本文:

################

まずこの菌が発生増殖しないように予防することが大切ですね。
ではまずどうして予防したらいいのでしょう。
このウェルシュ菌の特徴は、空気が嫌いであったかい時間が長いと、
菌の数が一気に増えます。
なのでその逆で、温めるときは木べらなどで空気を入れ込むように丁寧に混ぜながら中心部がボコボコなるくらいまで沸騰させます。
その時、。
その後すぐに氷水などをかまして木べらで時々混ぜてこの菌が繁殖しやすい温度帯を出来るだけ早く通過し20℃くらいまで冷ますというのが大切です。
→もちろん冷えたら冷蔵保管です。
そうすることにより予防できる食中毒です。
6位 魚貝類 (原因:動物性自然毒)
有毒植物や有毒魚類など、食材自体が持つ毒の成分を食べて狩りなどで誤ってつて食べることによる食中毒のことを自然毒といいます。※6位はそのうちの有毒魚類の方。

################

(収集データ)

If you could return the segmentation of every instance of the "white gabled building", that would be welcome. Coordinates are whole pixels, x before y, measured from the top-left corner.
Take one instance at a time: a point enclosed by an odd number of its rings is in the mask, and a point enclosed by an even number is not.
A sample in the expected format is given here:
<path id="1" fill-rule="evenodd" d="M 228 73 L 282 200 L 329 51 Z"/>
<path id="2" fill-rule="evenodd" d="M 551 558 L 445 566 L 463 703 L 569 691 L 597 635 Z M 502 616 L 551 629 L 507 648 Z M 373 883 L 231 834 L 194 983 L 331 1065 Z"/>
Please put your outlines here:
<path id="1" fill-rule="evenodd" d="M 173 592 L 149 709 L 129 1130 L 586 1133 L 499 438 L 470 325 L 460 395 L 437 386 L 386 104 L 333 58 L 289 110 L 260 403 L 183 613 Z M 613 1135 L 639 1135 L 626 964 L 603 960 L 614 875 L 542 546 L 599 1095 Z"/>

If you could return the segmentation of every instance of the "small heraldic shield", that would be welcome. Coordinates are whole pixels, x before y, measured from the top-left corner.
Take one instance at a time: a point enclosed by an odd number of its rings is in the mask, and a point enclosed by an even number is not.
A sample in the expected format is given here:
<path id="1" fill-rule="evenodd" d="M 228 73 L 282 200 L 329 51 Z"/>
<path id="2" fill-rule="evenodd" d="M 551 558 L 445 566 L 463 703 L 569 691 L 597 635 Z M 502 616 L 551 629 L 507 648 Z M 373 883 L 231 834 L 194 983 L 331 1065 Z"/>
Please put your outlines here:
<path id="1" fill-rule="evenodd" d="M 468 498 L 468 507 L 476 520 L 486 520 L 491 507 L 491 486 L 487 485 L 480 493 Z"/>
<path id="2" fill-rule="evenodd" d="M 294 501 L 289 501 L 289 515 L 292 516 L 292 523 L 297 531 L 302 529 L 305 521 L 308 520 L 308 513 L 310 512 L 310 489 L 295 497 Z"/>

################

作業一覧:
1 > 本文に書かれている、ウェルシュ菌を防ぐための温めから保管までの手順をすべて、順番に挙げてください。
2 > 本文の「このウェルシュ菌の特徴は、空気が嫌いであったかい時間が長いと、」から「6位 魚貝類 (原因:動物性自然毒)」までを、そのまま書き写してください。
3 > 本文によると、冷ますときは何℃くらいまで下げるのが大切ですか。
データは本文とは関係がありません。

作業別の解答:
1 >
1. 木べらなどで空気を入れ込むように丁寧に混ぜながら温める
2. 中心部がボコボコになるくらいまで沸騰させる
3. その後すぐに氷水などで冷やす
4. 木べらで時々混ぜる
5. 20℃くらいまで冷ます
6. 冷えたら冷蔵保管する

2 >
このウェルシュ菌の特徴は、空気が嫌いであったかい時間が長いと、
菌の数が一気に増えます。
なのでその逆で、温めるときは木べらなどで空気を入れ込むように丁寧に混ぜながら中心部がボコボコなるくらいまで沸騰させます。
その時、。
その後すぐに氷水などをかまして木べらで時々混ぜてこの菌が繁殖しやすい温度帯を出来るだけ早く通過し20℃くらいまで冷ますというのが大切です。
→もちろん冷えたら冷蔵保管です。
そうすることにより予防できる食中毒です。
6位 魚貝類 (原因:動物性自然毒)

3 > 20℃くらいです。